After finding the line that contains "Reviewer note: every instance of the ship funnel" in the material below, print that line and all subsequent lines exactly, up to and including the last.

Supplied records START

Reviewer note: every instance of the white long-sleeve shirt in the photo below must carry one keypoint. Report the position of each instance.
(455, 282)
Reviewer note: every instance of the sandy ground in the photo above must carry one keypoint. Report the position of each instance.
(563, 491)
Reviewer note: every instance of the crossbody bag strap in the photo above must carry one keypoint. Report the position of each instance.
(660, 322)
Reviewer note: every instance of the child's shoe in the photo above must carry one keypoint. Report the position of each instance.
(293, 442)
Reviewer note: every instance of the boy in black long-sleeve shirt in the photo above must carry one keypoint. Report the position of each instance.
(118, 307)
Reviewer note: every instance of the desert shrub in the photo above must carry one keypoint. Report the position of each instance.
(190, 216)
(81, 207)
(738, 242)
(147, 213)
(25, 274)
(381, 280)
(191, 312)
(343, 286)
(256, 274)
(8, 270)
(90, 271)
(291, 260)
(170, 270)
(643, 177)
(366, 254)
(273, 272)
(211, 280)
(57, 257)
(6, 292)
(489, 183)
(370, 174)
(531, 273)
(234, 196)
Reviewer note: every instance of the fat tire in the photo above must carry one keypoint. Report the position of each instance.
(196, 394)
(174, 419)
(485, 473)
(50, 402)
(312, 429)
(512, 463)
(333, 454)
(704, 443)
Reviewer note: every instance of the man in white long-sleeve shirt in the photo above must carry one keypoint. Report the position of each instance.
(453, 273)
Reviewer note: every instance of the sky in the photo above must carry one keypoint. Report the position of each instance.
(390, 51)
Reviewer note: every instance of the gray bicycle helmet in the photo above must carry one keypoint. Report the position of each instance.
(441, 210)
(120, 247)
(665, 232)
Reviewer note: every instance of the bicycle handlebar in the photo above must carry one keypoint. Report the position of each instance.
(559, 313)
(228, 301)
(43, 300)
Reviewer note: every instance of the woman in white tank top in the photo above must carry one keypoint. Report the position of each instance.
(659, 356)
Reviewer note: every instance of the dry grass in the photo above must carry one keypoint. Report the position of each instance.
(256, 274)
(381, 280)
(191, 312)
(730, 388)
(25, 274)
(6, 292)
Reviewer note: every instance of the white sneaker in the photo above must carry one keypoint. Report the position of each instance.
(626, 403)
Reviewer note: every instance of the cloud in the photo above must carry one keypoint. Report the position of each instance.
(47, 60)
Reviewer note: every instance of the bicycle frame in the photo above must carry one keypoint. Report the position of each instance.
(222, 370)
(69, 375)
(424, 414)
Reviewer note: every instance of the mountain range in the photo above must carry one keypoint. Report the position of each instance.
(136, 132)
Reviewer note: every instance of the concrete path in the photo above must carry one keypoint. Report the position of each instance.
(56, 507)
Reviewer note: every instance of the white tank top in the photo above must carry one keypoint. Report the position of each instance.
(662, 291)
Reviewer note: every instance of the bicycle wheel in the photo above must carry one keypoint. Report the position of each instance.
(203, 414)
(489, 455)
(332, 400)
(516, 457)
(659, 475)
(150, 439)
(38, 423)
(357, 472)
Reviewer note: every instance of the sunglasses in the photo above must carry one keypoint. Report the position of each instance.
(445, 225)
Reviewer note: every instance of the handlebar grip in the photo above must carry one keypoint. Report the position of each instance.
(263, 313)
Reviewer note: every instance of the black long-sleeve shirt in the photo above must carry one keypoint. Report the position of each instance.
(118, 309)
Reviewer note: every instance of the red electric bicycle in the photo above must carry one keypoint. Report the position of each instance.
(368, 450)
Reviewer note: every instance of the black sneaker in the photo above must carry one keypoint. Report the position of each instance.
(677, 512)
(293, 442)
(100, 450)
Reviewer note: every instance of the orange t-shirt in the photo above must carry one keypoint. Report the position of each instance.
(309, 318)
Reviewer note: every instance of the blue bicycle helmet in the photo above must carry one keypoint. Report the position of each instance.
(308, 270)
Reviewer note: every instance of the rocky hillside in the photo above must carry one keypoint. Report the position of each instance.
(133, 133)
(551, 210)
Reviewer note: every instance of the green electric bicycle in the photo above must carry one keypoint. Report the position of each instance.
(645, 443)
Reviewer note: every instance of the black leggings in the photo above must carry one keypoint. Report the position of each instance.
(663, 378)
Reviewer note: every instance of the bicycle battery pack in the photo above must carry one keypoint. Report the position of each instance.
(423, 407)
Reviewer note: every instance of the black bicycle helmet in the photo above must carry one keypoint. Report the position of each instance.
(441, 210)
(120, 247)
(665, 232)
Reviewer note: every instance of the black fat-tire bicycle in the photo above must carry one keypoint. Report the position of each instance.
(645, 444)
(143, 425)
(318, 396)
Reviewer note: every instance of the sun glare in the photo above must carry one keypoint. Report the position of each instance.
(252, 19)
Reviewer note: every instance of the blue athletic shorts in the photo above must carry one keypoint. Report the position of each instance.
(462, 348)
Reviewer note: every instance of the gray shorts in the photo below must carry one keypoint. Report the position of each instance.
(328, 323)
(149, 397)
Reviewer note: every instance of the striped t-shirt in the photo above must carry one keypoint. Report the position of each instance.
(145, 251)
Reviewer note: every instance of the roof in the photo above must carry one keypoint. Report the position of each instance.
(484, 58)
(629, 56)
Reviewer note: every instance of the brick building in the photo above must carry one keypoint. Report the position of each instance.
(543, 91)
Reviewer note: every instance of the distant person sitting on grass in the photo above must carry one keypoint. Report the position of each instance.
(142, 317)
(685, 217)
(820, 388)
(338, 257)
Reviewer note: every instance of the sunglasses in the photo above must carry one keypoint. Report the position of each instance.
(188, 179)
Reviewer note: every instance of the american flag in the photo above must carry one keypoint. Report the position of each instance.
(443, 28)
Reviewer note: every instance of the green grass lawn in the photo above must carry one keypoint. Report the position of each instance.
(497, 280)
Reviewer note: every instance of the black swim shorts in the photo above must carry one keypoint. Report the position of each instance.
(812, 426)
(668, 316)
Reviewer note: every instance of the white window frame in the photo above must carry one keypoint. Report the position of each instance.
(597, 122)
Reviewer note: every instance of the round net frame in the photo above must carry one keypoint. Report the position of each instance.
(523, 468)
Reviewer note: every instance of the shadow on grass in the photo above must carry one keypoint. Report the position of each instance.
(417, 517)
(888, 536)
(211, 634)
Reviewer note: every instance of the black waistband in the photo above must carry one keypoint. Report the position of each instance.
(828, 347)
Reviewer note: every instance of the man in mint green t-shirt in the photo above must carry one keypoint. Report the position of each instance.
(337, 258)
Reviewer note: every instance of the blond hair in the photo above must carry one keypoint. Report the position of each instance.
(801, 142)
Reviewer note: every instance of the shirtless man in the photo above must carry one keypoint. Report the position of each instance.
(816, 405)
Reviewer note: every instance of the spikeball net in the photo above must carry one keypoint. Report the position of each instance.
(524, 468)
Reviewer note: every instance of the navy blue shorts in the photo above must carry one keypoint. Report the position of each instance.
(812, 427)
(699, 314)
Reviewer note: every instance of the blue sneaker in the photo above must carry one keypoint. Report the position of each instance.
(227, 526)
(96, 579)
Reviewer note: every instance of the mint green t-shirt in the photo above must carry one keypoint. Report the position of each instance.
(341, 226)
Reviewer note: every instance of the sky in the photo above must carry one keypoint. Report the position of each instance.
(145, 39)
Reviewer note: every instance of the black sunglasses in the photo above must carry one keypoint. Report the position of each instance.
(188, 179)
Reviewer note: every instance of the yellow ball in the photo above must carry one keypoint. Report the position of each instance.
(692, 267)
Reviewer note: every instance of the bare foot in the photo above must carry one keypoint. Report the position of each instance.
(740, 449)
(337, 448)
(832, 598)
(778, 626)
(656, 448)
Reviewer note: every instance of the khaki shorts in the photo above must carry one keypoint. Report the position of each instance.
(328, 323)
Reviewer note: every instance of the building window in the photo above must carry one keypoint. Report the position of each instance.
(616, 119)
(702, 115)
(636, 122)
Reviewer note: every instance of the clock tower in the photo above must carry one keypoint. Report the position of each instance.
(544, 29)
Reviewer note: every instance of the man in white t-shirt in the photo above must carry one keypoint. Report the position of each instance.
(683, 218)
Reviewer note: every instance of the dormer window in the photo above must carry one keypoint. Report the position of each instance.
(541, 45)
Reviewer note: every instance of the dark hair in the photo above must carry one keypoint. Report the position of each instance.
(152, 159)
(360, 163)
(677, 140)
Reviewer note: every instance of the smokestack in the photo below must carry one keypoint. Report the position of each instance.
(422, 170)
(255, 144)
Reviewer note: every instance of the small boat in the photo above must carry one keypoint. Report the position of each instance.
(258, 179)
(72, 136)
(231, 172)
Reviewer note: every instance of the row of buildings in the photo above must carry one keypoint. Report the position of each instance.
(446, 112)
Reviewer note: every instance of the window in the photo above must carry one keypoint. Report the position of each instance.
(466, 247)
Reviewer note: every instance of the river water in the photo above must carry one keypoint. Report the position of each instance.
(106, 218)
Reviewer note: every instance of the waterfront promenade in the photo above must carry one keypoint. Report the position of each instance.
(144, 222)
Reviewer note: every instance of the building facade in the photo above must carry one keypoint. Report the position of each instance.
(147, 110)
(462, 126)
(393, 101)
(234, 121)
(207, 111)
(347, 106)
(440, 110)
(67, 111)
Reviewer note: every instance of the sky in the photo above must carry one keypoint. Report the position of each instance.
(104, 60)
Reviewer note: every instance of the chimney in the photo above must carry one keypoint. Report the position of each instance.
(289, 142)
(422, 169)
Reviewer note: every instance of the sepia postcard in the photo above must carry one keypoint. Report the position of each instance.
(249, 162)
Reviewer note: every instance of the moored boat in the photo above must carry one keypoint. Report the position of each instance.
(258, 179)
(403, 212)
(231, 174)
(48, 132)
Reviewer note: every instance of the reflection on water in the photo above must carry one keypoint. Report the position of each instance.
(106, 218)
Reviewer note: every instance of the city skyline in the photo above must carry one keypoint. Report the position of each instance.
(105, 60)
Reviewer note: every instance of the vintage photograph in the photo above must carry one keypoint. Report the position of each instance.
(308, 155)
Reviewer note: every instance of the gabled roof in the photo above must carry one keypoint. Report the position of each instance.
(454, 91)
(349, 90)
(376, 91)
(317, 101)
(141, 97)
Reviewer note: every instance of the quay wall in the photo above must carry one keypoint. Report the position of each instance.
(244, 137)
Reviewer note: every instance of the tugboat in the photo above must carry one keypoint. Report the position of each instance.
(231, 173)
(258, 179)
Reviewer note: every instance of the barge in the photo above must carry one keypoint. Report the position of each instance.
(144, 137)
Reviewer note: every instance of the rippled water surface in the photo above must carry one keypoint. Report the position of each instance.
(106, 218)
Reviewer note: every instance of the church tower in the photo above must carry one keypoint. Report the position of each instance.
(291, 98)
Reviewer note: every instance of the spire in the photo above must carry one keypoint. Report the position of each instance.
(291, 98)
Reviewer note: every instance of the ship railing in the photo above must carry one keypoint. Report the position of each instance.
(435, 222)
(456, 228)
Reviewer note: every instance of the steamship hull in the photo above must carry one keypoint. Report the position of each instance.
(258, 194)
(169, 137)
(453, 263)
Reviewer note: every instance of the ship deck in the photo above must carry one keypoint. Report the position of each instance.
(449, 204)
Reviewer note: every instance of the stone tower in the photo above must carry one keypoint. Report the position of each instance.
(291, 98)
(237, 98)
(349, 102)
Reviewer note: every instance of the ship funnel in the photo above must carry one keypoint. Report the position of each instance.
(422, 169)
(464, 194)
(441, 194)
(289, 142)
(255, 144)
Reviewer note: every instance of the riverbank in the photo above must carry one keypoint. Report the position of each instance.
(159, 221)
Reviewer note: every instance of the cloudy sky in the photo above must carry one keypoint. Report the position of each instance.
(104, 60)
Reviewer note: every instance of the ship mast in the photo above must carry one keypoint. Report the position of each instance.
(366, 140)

Supplied records END

● **Reply to the exercise**:
Reviewer note: every instance of the ship funnel in the photo above must carry one keypoint. Report the position of each instance.
(422, 169)
(464, 194)
(441, 194)
(289, 142)
(255, 144)
Reviewer note: every instance of the riverbank in the photo above must carry one keypoint. Report the position of each instance.
(159, 221)
Reviewer note: every instance of the cloudy sky in the photo above must carry one keypoint. Report the position of each instance.
(104, 60)
Reviewer note: every instance of the ship mast in the photo above must carry one keypoint. Report the position of each instance.
(366, 140)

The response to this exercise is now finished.